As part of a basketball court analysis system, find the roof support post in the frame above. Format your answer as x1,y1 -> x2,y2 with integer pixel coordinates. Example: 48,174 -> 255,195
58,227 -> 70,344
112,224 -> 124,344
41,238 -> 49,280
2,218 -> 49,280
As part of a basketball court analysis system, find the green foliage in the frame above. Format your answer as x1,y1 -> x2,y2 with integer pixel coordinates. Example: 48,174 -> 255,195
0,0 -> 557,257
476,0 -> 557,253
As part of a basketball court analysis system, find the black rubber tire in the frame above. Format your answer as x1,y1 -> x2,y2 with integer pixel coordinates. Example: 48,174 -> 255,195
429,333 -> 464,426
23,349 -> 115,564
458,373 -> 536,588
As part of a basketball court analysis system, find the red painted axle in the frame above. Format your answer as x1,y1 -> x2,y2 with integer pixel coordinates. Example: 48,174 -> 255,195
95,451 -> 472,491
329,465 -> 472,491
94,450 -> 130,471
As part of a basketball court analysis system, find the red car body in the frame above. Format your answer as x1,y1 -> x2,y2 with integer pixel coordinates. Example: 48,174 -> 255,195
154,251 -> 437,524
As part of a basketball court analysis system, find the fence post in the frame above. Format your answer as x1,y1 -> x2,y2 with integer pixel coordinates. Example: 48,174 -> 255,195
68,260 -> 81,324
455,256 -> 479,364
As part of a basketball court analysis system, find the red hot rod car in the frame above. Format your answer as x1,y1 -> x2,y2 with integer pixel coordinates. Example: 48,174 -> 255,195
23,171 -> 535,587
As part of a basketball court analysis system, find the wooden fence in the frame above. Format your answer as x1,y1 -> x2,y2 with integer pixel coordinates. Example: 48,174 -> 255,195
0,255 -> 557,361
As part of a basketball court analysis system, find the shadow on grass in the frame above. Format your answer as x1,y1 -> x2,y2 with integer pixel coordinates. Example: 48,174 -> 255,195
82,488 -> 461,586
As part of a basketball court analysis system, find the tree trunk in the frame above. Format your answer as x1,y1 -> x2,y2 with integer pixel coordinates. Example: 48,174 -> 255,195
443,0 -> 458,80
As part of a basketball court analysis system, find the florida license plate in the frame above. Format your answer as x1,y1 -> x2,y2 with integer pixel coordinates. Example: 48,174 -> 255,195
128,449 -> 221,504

_ _ _ _

**REQUIREMENTS**
Rewrite all of the entries above, swapping each "basketball court analysis system" for "vehicle inspection system" and keeping everything else the same.

**CORRECT RESULT**
As part of a vehicle inspection system, find the roof support post in the frame above. Format your answer as x1,y1 -> x2,y2 with integer pixel coordinates. Example: 48,174 -> 255,195
58,227 -> 70,344
112,224 -> 124,344
41,238 -> 49,280
2,218 -> 49,280
As part of a vehicle inspection system, find the green foliage in the frame above. Format your answer as x1,y1 -> x2,y2 with integer pixel coordinates. Example: 48,174 -> 255,195
0,0 -> 557,257
476,0 -> 557,253
As part of a vehicle inspection system, find the black rubber tire in the frame above. Format your answer as x1,y1 -> x2,y2 with integer pixel coordinates. Example: 48,174 -> 255,195
429,333 -> 464,426
23,349 -> 115,564
458,373 -> 536,588
As part of a vehicle inspection system, find the red painted axle in the frame above. Format your answer as x1,y1 -> x2,y2 with integer pixel coordinates. Example: 48,174 -> 255,195
95,451 -> 472,491
329,465 -> 472,491
94,450 -> 130,471
As part of a vehicle inspection system, find the red car body in the frame above. Format your answer as x1,y1 -> x2,y2 with integer pixel coordinates. Example: 48,174 -> 255,195
154,251 -> 437,524
As part of a vehicle inspection system, find the fence post in the frame above. Format your answer as x1,y1 -> x2,y2 with integer pixel coordinates. Example: 48,174 -> 255,195
68,260 -> 81,324
455,256 -> 479,364
As part of a vehicle inspection system, find the red hot rod car in the frame above. Format your answer as x1,y1 -> x2,y2 with integer pixel coordinates. Example: 48,174 -> 255,195
23,171 -> 535,587
As part of a vehicle inspection system, find the wooden fence in the frame above. Format your answer as x1,y1 -> x2,y2 with integer pixel coordinates. Example: 48,174 -> 255,195
0,255 -> 557,361
As part of a vehicle inspection system, find the shadow on grass in the frame above. Format your answer as x1,y1 -> x2,y2 with integer pixel coordinates. Example: 48,174 -> 255,195
82,488 -> 461,586
As part of a vehicle inspection system, find the tree trunk in the frame above. Format your answer as x1,y1 -> x2,y2 with integer pixel coordinates. Example: 48,174 -> 255,195
443,0 -> 458,80
As part of a vehicle inspection system, find the florida license plate in the frame above. Format your answer as x1,y1 -> x2,y2 with integer pixel coordinates. Example: 48,174 -> 255,195
128,449 -> 221,504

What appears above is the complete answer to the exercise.